DATA IN THIS EXERCISE
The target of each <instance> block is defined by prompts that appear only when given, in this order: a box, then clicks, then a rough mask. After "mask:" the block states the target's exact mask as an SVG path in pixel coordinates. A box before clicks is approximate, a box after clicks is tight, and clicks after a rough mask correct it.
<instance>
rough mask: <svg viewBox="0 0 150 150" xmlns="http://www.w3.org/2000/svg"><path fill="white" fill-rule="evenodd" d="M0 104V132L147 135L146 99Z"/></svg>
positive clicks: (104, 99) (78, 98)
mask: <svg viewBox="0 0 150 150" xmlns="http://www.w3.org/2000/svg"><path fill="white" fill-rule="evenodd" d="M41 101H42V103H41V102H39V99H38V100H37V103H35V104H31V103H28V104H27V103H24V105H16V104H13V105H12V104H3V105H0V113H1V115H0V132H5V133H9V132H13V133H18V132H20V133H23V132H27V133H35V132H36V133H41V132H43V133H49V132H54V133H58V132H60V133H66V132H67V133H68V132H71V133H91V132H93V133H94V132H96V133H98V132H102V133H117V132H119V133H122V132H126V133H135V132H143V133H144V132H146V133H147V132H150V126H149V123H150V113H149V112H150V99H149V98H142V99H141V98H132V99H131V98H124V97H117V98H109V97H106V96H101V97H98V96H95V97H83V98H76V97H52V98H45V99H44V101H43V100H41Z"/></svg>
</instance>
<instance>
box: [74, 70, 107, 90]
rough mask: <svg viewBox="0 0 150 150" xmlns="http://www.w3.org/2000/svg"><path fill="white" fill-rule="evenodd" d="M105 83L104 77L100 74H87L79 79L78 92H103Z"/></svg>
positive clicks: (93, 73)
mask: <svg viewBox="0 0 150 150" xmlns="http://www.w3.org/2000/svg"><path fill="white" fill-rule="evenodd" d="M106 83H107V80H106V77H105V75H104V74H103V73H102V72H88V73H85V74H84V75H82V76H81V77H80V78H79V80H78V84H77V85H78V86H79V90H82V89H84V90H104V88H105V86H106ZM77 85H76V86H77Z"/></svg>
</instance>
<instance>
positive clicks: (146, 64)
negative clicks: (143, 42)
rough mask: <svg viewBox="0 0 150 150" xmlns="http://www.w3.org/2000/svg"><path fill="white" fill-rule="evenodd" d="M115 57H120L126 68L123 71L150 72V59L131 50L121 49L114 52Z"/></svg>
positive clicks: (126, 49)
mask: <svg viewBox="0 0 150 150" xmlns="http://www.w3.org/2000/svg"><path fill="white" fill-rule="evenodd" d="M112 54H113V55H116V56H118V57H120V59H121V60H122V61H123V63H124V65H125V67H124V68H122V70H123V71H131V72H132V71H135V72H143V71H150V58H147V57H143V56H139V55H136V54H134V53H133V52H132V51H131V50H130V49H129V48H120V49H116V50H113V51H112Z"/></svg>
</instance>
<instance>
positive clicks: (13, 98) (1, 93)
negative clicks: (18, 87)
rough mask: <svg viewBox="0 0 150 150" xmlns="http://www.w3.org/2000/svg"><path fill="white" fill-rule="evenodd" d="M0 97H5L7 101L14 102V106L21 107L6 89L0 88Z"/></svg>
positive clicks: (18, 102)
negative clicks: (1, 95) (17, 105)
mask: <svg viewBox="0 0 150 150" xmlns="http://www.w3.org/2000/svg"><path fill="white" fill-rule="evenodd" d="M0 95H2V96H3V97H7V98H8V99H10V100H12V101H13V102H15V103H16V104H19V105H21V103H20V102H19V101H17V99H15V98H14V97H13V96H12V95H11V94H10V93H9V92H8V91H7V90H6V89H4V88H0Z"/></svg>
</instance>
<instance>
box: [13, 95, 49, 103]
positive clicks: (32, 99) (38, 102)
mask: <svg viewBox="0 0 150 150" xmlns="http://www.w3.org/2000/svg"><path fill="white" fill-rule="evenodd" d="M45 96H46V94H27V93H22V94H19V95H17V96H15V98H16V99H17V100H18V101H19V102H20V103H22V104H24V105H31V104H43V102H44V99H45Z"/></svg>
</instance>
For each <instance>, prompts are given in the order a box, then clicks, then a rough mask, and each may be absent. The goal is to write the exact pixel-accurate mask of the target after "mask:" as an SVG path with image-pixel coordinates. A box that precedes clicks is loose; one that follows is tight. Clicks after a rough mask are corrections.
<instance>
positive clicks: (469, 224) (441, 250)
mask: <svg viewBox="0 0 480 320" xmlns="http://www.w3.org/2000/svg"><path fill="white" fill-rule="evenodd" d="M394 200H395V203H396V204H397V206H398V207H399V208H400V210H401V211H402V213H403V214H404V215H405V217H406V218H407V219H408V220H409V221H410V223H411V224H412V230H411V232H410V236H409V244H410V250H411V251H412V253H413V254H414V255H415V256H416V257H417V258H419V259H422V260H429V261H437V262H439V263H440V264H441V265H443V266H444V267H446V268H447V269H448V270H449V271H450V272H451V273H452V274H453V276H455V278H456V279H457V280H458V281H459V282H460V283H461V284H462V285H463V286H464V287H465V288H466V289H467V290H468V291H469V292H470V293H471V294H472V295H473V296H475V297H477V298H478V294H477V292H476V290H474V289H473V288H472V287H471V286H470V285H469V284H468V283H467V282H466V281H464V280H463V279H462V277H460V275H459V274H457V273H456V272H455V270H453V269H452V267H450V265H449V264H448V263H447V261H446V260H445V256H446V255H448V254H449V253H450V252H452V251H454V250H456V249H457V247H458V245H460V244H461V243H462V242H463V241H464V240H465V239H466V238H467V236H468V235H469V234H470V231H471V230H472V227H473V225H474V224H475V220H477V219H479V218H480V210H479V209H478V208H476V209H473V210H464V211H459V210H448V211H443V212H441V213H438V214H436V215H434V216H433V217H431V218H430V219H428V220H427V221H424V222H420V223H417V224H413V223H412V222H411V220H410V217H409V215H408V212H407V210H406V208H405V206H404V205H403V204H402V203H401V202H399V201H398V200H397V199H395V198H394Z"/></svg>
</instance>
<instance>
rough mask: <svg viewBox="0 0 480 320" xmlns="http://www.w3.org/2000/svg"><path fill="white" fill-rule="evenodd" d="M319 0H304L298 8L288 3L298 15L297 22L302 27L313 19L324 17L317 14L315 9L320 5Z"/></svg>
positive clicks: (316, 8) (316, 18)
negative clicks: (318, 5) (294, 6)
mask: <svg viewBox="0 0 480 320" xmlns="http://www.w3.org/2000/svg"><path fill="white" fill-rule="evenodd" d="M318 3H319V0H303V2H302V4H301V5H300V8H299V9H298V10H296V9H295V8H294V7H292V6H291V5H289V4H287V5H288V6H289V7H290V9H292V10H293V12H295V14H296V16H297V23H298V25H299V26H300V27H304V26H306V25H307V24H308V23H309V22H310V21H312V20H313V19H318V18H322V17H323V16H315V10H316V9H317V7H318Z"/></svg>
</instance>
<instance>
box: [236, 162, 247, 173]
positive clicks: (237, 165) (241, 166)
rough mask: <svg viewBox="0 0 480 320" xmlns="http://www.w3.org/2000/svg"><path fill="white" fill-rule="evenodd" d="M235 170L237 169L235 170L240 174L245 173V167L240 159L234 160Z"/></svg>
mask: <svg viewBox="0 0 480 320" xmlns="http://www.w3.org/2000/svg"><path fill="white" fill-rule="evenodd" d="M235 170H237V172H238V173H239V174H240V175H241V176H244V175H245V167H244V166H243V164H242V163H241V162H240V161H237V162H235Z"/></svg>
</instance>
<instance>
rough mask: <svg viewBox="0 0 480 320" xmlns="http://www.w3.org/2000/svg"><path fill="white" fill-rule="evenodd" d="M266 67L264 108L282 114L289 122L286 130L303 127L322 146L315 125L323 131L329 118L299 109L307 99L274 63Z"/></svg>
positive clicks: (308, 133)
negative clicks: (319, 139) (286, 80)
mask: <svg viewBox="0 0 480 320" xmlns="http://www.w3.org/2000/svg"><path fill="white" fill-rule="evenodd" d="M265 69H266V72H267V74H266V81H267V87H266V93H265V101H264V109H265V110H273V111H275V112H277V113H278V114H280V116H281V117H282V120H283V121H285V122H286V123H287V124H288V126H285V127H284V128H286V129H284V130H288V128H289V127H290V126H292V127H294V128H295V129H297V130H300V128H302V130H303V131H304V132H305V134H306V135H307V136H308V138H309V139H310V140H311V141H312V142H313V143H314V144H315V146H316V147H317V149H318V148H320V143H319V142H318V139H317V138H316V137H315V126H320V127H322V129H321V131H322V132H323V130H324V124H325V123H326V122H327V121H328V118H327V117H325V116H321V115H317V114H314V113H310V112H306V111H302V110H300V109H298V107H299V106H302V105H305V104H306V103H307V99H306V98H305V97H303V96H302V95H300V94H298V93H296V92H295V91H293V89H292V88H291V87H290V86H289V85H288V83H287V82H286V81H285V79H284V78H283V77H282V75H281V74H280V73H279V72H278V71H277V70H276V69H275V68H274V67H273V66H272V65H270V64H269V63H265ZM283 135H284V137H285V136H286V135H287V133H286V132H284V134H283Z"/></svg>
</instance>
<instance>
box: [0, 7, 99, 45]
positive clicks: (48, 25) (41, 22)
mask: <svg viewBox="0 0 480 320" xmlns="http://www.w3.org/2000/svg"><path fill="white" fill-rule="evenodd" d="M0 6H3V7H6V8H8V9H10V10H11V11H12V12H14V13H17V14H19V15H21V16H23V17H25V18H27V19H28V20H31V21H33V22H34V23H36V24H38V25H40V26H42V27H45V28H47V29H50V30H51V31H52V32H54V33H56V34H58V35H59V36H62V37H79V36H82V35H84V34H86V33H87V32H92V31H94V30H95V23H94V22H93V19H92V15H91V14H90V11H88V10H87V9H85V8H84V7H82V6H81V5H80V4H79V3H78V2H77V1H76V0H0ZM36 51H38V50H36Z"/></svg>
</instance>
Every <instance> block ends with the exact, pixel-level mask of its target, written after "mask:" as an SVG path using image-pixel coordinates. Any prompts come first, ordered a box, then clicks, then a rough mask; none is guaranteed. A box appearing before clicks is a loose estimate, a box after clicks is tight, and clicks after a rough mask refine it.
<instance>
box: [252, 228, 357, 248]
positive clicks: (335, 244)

PROBLEM DETAILS
Every line in the listing that holds "before" belongs in the answer.

FINISHED TASK
The target of each <instance> block is defined by prompts that appear only when given, in this order: a box, then clicks, then a rough mask. After "mask:" the block states the target's exact mask as an SVG path in pixel coordinates. A box before clicks is approximate, a box after clicks is tight, and clicks after a rough mask correct it.
Every <instance> block ends with the exact, pixel-level mask of its target, written after "mask:" as an SVG path using image-pixel coordinates. Any prompts come first, ordered a box, then clicks, then a rough mask; none is guaranteed. A box appearing before clicks is a loose estimate, a box after clicks is tight, and clicks after a rough mask refine it.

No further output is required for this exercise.